START Data for processing
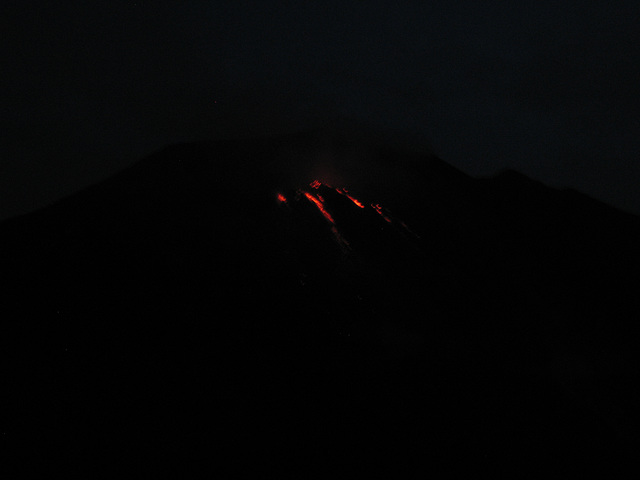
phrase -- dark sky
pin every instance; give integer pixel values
(548, 88)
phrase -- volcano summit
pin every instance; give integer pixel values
(325, 307)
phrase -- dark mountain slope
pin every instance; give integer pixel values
(420, 320)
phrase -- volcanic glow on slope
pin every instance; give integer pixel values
(320, 206)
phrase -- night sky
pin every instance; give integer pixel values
(548, 88)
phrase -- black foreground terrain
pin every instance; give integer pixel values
(240, 308)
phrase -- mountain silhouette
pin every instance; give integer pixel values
(321, 303)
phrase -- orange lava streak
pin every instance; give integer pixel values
(320, 206)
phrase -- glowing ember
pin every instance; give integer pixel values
(320, 206)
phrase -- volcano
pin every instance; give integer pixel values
(320, 305)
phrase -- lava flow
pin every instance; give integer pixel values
(323, 200)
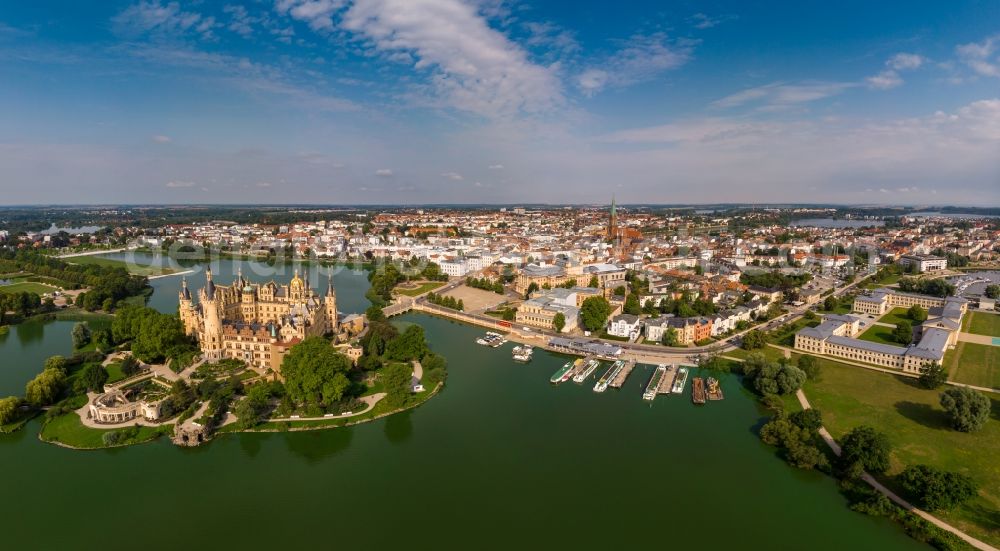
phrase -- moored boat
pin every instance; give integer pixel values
(587, 371)
(680, 380)
(561, 374)
(654, 382)
(698, 390)
(602, 384)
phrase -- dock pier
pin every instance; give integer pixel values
(619, 379)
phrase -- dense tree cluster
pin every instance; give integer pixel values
(796, 436)
(865, 448)
(447, 301)
(315, 374)
(967, 408)
(154, 336)
(935, 489)
(768, 377)
(594, 313)
(933, 287)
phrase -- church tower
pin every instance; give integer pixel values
(330, 303)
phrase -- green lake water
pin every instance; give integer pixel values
(500, 459)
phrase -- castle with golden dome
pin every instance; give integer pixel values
(254, 322)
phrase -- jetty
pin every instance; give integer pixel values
(585, 368)
(619, 378)
(714, 389)
(667, 381)
(654, 383)
(698, 390)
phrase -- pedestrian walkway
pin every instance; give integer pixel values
(825, 434)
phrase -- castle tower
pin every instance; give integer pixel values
(330, 303)
(211, 336)
(186, 310)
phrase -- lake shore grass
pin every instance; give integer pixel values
(912, 418)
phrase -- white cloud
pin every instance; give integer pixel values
(885, 80)
(155, 17)
(905, 62)
(641, 58)
(782, 95)
(981, 56)
(318, 14)
(474, 67)
(889, 78)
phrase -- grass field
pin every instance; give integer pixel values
(28, 287)
(67, 429)
(983, 324)
(895, 316)
(136, 269)
(422, 288)
(913, 420)
(879, 334)
(974, 364)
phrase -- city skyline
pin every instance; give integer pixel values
(450, 102)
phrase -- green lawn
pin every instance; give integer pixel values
(982, 323)
(422, 288)
(136, 269)
(895, 316)
(27, 287)
(67, 429)
(974, 364)
(877, 333)
(912, 418)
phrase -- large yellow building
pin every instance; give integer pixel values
(253, 322)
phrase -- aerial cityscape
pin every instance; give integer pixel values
(408, 273)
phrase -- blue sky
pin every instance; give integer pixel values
(469, 101)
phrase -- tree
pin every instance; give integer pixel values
(669, 337)
(558, 322)
(8, 409)
(45, 388)
(754, 340)
(315, 374)
(917, 313)
(80, 335)
(810, 366)
(934, 489)
(374, 313)
(932, 375)
(867, 448)
(967, 408)
(594, 313)
(632, 305)
(397, 378)
(903, 332)
(93, 377)
(130, 366)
END Data for processing
Goal
Reproduce the entries above without change, omitting all pictures.

Response to this task
phrase -- dark sky
pin every instance; give integer pixel values
(548, 88)
phrase -- volcano summit
pin every instance; give integer pixel values
(325, 307)
phrase -- dark mountain slope
pin every instance; give integer pixel values
(420, 320)
phrase -- volcanic glow on slope
pin every instance; give integer pixel values
(320, 206)
phrase -- night sky
pin every instance; give integer pixel values
(548, 88)
phrase -- black foreground terrain
pin every instance; give integer pixel values
(240, 308)
phrase -- mountain silhouette
pin every instance; give integer pixel values
(321, 303)
phrase -- orange lava streak
pin every instance; give integer pixel values
(320, 206)
phrase -- glowing ember
pin every instance; give integer pixel values
(320, 206)
phrase -- volcano
pin every instance; give integer pixel values
(320, 305)
phrase -- lava flow
pin every instance; give integer pixel values
(323, 200)
phrase -- moored boat
pin every instance; give integer pixel values
(587, 371)
(680, 380)
(561, 374)
(654, 382)
(698, 390)
(602, 384)
phrase -- dock pier
pin every instance; give integer pixel values
(619, 379)
phrase -- dense tree cluster
pin every instance; give integer pixel values
(796, 436)
(865, 448)
(447, 301)
(315, 374)
(967, 408)
(154, 336)
(935, 489)
(768, 377)
(594, 313)
(933, 287)
phrase -- church tower
pin every instance; give integer pixel values
(330, 303)
phrase -- green lake water
pin every instance; give integer pixel values
(500, 459)
phrase -- castle with golden dome
pin every instance; give integer pixel values
(254, 322)
phrase -- jetty
pin every instance; give integer pixel values
(585, 368)
(619, 378)
(714, 389)
(667, 381)
(654, 383)
(698, 390)
phrase -- pedestrian walkway
pin every instance; give integer pixel values
(825, 434)
phrase -- castle tower
pin every instance; give integer pixel values
(330, 303)
(211, 336)
(186, 310)
phrase -- lake shore grass
pin every instance; give integer pixel values
(912, 418)
phrase -- white cloud
pin every instance; give integer pixel values
(885, 80)
(155, 17)
(905, 62)
(641, 58)
(782, 95)
(981, 56)
(318, 14)
(474, 67)
(889, 78)
phrase -- grass field
pin every instance; give integer pixel values
(28, 287)
(67, 429)
(983, 324)
(895, 316)
(136, 269)
(422, 288)
(913, 420)
(879, 334)
(974, 364)
phrase -- city skyline
pin every instance; give integer pixel values
(450, 102)
phrase -- green lawn
pin every instance; give integer pixel values
(982, 323)
(422, 288)
(136, 269)
(895, 316)
(27, 287)
(67, 429)
(974, 364)
(877, 333)
(912, 418)
phrase -- large yellow building
pin every instance; give integer pixel values
(253, 322)
phrase -- aerial cityscape
pin every instance; give integer pixel values
(408, 273)
phrase -- blue sky
pin every instance; give integer pixel values
(469, 101)
phrase -- tree
pin every instance; give integer pixel values
(669, 337)
(558, 322)
(8, 409)
(45, 388)
(754, 340)
(315, 374)
(917, 313)
(80, 335)
(810, 366)
(934, 489)
(374, 313)
(932, 375)
(867, 448)
(967, 408)
(594, 313)
(632, 305)
(397, 378)
(903, 332)
(93, 377)
(130, 366)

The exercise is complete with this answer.